## What you need to do
1) From the helmet forum thread below, transcribe the stretch from "## RootDKJ (Mar" through "ups & ear pieces?".
2) Pick up the helmet forum thread below after its final line and continue it.

## Given text
=======

# Attn Helmet People



## BLESS (Mar 22, 2007)

ok, so I've decided that it's a good idea that I get a helmet.  I looked on REI and this is what they got.  ANy info on any of these?  Are they what I want?  Any particular ones?  Or any on another site you might recommend?  I don't wanna spend a mortgage payment.

THANKS!


http://www.rei.com/online/store/Sea...mets&noalias=1&cat=40004352&vcat=REI_SEARCH:N


----------



## RootDKJ (Mar 22, 2007)

I have the G10 with the TuneUps ear pieces and love it.  They all fit differently however.  I'd check fit in a local store then price compare online.


----------



## BLESS (Mar 22, 2007)

uhhh, what are the tune ups & ear pieces? 


Sorry for the lack of knowledge.


----------



## Greg (Mar 22, 2007)

You really need to go to a shop and try a few on. Some folks have Giro heads, other Boeri heads, etc. It might also not be a bad idea to bring your goggles along to confirm they fit well with the helmet. Another big thing to consider is ventilation. Some helmets like the Giro 9 have inserts that can easily be lost. The Giro G10 has a slider which opens all vents. Tune-ups (for an iPod, etc.) may or may not be important to you.

FWIW, I had a Giro 9 which was okay, but I upgraded to a G10 and love it. It fits better and no more lost vent inserts.


----------



## Hawkshot99 (Mar 22, 2007)

=======

## Extracted data entries

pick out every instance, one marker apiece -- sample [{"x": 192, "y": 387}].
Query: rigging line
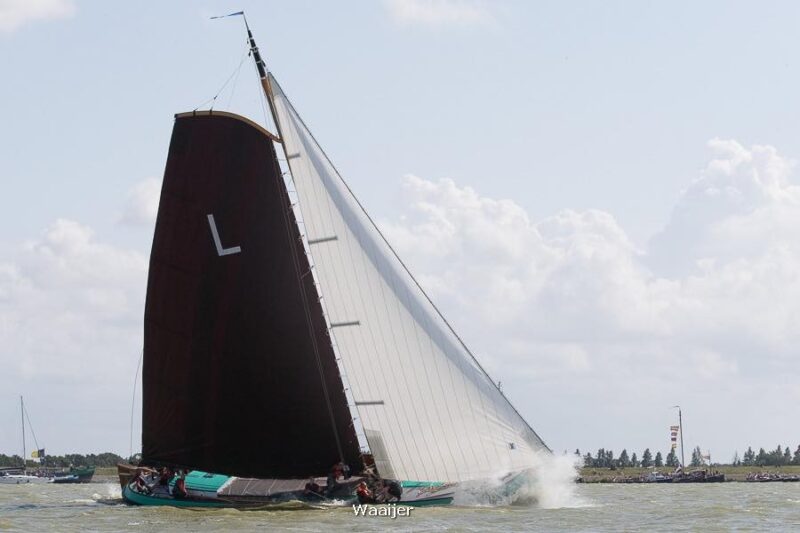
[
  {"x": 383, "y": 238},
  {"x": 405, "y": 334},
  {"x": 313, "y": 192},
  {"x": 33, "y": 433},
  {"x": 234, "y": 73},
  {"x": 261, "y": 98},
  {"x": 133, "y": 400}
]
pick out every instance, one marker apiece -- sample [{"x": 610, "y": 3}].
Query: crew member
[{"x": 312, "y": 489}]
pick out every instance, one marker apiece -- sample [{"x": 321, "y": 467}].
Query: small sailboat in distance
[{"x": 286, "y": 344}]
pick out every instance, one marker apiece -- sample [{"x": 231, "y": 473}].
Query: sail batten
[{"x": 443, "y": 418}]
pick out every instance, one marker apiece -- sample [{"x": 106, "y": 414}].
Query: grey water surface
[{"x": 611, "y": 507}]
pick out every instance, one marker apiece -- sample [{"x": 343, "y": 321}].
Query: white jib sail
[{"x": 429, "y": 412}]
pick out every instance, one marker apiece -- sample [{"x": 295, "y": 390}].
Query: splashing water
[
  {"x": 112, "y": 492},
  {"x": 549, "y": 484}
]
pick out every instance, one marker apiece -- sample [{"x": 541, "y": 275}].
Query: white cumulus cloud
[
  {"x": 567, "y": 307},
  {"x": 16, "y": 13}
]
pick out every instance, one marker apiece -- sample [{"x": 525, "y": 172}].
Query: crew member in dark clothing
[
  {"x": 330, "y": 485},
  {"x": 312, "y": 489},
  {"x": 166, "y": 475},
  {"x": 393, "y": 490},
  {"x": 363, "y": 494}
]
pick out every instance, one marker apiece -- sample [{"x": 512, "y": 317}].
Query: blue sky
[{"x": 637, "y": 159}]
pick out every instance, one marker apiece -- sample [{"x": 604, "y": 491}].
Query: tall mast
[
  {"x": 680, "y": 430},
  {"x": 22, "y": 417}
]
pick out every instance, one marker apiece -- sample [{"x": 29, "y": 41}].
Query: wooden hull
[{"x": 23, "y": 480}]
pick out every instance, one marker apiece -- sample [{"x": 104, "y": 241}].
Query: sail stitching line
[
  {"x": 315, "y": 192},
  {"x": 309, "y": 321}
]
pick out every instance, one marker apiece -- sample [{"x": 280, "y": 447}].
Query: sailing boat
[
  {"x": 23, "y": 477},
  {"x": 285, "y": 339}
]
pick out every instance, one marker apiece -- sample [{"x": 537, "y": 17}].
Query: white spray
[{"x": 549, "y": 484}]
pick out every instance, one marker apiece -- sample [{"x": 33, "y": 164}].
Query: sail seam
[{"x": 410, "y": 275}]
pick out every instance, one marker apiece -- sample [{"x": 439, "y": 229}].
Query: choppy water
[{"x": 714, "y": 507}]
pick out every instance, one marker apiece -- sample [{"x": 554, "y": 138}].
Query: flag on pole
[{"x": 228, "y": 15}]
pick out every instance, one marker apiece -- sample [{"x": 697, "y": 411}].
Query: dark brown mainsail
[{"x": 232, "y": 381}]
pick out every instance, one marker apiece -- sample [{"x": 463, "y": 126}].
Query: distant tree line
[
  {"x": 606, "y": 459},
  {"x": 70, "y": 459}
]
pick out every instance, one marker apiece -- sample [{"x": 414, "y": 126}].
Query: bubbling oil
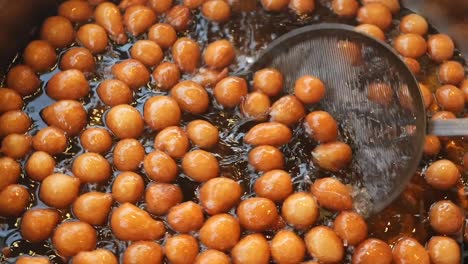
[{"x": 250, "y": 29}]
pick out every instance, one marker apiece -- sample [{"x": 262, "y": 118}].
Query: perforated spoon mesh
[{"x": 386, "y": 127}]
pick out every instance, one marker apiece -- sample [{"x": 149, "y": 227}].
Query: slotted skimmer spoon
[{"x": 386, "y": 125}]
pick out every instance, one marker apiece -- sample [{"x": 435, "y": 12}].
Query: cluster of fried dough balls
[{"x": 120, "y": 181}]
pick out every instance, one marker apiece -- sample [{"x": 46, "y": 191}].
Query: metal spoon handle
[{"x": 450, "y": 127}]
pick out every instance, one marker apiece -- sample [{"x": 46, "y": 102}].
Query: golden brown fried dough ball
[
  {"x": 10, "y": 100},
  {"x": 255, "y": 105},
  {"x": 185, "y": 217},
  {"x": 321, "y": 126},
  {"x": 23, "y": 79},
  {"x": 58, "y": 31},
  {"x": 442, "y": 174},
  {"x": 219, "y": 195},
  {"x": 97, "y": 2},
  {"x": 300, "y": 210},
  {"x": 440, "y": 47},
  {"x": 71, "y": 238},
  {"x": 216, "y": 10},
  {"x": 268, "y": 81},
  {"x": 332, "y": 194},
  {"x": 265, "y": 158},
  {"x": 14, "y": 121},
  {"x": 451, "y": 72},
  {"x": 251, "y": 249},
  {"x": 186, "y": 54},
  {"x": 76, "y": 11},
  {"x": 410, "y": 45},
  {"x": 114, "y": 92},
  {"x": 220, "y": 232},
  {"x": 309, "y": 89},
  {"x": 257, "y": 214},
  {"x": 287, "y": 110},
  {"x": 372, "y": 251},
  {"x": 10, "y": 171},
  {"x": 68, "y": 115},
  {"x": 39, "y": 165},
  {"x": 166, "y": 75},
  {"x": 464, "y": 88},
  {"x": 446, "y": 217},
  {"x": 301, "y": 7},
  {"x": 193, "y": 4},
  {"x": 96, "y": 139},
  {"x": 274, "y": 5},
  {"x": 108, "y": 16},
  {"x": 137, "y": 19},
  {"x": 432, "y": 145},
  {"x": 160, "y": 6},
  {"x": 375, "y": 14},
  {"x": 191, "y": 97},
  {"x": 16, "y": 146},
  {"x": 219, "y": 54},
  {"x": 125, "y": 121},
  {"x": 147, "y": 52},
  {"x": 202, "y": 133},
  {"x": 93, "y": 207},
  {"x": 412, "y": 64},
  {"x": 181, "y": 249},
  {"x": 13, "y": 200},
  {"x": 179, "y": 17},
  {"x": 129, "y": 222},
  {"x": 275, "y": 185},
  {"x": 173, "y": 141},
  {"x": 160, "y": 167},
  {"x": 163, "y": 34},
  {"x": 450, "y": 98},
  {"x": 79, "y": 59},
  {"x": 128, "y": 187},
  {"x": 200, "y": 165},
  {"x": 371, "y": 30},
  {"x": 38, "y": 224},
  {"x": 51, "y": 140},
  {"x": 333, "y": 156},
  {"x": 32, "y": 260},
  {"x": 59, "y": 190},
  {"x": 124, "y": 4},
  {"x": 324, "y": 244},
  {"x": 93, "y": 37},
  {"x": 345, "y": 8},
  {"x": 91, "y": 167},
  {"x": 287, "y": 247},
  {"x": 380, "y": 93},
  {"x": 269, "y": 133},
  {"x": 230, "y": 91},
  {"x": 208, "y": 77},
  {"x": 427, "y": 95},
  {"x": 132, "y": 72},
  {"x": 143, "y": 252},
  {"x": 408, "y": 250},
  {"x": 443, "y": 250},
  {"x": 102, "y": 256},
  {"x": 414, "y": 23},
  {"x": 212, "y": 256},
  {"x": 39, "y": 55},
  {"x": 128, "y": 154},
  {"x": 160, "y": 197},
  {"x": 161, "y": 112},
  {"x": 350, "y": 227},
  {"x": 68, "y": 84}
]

=======

## Results
1)
## RootDKJ (Mar 22, 2007)

I have the G10 with the TuneUps ear pieces and love it.  They all fit differently however.  I'd check fit in a local store then price compare online.


----------



## BLESS (Mar 22, 2007)

uhhh, what are the tune ups & ear pieces?

2)
I recomend a Giro Fuse or G10 depending on your head shape.  Both have controllable vents operated by a switch.  Real nice when skiing hard the riding the chair on a cold day.


----------



## andyzee (Mar 22, 2007)

Me, my wife and a bunch of other folks we know have the Giro Fuse Helmet. Great helmet and that's a price that's hard to beat. However, like Greg says, go to a shop first and try it out.


----------



## BLESS (Mar 22, 2007)

cool...thanks.  Is there any main difference that would sway me to the Fuse or the g10?  I'm gonna go to REI and try em on anyway, I'll bring my goggles, however I may end up getting new ones next year.....

Great info people, keep it comin.


----------



## andyzee (Mar 22, 2007)

BLESS said:


> cool...thanks. Is there any main difference that would sway me to the Fuse or the g10?


 
Don't know, I'm on my second Fuse and love it. It does appear that the Fuse has more vents.

Edit:

The fuse vents hold snow better


----------



## Greg (Mar 22, 2007)

BLESS said:


> Is there any main difference that would sway me to the Fuse or the g10?



Yeah. Pick the one that makes you look more bad-ass. 

Seriously, choose the better fitting helmet...


----------



## BLESS (Mar 23, 2007)

right....now I hope they have both models @ their store here in Rhody.


----------



## SKIQUATTRO (Mar 23, 2007)

i have the G10 Giro and its great, light weight, tons of vents that you an open or close...but def go to a ski shop with your goggles...every helmet fits differently on your noodle and will not always take to your current goggle..you can get a great brain bucket for $100.00


----------



## bigbog (Mar 23, 2007)

*have to try them on....*

As mentioned, there is a Giro fit, a Boeri fit?, and there is a Marker fit(non-circular).  Love my Marker M3s...from last season.  Plenty of ventilation.  Skull-cap fits nicely underneath if needed.

$.01


----------



## hammer (Mar 23, 2007)

Greg said:


> FWIW, I had a Giro 9 which was okay, but I upgraded to a G10 and love it. It fits better and no more lost vent inserts.


Ever since you mentioned the vent inserts I get nervous each time I take mine out...

I'd agree that, unless you can get a great deal on a Giro 9 or the 10 just doesn't fit, it's worth getting the 10.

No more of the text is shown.